Task statement: Pull out every line below that contains the word "boat", and copy each of those lines in full.

Extracted information:
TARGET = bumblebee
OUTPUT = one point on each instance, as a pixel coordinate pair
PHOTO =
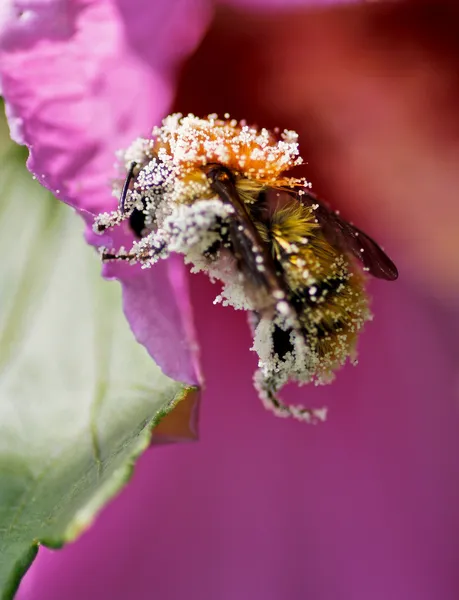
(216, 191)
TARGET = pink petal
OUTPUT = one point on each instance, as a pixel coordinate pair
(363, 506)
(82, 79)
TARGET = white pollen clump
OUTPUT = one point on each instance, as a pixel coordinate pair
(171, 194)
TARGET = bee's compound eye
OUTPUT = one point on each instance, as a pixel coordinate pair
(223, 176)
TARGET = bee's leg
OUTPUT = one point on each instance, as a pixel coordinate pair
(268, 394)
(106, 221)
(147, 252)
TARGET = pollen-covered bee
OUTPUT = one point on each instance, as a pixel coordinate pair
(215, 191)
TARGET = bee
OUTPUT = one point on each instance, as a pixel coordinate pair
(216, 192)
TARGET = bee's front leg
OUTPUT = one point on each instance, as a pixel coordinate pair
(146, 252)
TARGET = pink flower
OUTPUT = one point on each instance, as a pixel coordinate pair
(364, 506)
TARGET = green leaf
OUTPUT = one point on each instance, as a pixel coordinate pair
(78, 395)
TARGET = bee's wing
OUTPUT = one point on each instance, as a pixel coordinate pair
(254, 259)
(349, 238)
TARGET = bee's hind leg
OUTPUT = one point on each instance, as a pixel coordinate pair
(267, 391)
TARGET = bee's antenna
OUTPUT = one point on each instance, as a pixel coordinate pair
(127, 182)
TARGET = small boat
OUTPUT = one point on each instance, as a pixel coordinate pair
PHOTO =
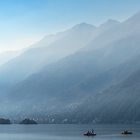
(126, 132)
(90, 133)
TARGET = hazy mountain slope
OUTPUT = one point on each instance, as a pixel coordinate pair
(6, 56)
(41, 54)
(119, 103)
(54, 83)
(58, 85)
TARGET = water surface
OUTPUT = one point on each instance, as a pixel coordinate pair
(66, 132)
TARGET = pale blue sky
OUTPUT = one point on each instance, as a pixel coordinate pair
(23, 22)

==

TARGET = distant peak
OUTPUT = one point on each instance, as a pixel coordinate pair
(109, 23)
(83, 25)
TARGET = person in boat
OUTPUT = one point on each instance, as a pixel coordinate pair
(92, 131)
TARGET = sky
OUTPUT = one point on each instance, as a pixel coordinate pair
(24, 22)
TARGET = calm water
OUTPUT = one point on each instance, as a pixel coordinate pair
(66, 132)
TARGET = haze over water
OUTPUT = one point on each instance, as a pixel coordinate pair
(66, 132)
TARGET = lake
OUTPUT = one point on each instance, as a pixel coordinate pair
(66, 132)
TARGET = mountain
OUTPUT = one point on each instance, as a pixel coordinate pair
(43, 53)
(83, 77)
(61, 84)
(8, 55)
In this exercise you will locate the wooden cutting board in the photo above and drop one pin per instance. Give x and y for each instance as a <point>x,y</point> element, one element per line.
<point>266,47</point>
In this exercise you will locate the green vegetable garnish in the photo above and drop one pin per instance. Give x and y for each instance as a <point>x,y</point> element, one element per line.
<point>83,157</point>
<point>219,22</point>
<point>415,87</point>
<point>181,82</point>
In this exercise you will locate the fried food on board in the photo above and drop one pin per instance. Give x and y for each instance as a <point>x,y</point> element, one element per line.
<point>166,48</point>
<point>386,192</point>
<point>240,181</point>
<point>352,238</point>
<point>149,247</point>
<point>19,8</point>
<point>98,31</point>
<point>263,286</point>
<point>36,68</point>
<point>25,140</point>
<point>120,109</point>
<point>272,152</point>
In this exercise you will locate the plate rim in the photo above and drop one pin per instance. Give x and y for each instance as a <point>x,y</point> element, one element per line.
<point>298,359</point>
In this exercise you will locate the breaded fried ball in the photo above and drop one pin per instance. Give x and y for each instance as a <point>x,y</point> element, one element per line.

...

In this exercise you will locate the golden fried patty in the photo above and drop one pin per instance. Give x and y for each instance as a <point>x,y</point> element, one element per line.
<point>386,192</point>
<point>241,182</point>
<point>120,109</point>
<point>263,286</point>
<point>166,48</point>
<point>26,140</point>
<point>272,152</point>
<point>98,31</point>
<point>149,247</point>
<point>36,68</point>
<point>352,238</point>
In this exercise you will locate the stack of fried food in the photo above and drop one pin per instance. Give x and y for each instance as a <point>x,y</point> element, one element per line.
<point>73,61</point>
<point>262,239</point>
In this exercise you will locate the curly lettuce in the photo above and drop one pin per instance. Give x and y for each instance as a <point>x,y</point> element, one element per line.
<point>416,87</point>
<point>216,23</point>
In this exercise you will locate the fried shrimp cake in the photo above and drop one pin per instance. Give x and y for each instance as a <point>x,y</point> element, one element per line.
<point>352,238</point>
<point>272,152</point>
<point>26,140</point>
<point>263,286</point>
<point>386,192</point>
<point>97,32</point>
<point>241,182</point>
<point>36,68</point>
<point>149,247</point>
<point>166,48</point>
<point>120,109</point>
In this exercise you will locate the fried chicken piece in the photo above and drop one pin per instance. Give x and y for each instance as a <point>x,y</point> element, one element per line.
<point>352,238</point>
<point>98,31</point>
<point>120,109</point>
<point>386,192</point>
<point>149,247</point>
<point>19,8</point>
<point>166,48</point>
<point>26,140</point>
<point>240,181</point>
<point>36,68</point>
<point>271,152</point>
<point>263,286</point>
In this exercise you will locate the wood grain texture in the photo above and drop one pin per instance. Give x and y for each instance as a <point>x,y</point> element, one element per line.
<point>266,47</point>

Full solution:
TARGET = small boat
TARGET = person in boat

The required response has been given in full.